**Objective**. Quote the rows below verbatim, leaving out the picture.
** START OF Stored rows **
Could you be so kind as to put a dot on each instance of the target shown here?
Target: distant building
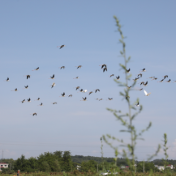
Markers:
(3, 165)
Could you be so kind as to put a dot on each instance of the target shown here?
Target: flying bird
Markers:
(77, 87)
(96, 90)
(61, 46)
(52, 77)
(29, 100)
(53, 85)
(26, 87)
(36, 69)
(111, 75)
(28, 76)
(79, 66)
(63, 67)
(146, 94)
(23, 101)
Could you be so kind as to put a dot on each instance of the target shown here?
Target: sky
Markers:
(30, 33)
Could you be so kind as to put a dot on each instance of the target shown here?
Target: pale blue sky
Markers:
(30, 33)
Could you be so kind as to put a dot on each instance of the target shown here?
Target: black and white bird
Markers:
(26, 87)
(146, 94)
(28, 76)
(52, 77)
(36, 69)
(79, 66)
(96, 90)
(53, 85)
(111, 75)
(77, 87)
(118, 77)
(63, 67)
(29, 100)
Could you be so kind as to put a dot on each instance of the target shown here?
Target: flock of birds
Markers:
(104, 68)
** END OF Stored rows **
**Solution below**.
Could you be so kind as to put a dot on each instance of the target shown here?
Target: distant building
Markers:
(3, 165)
Could you be so kind as to put a dot on each instance of the target shown here?
Target: flying bird
Markers:
(77, 87)
(96, 90)
(61, 46)
(52, 77)
(29, 100)
(53, 85)
(26, 87)
(36, 69)
(111, 75)
(28, 76)
(79, 66)
(63, 67)
(146, 94)
(23, 101)
Could you be so kind as to put a dot on each instance of the target shown here?
Target: sky
Markers:
(30, 33)
Could you be so kind as to put a dot on each instance of the target shown here?
Target: pale blue sky
Markers:
(30, 33)
Could you be so kind as to put a dot on each instance of the target shown here?
Target: black and white bird
Markers:
(26, 87)
(146, 94)
(28, 76)
(52, 77)
(36, 69)
(79, 66)
(96, 90)
(53, 85)
(111, 75)
(77, 87)
(118, 77)
(63, 67)
(29, 100)
Could you be so kind as to put a dot on each instance of the target shown here?
Target: flock of birds
Markers:
(104, 68)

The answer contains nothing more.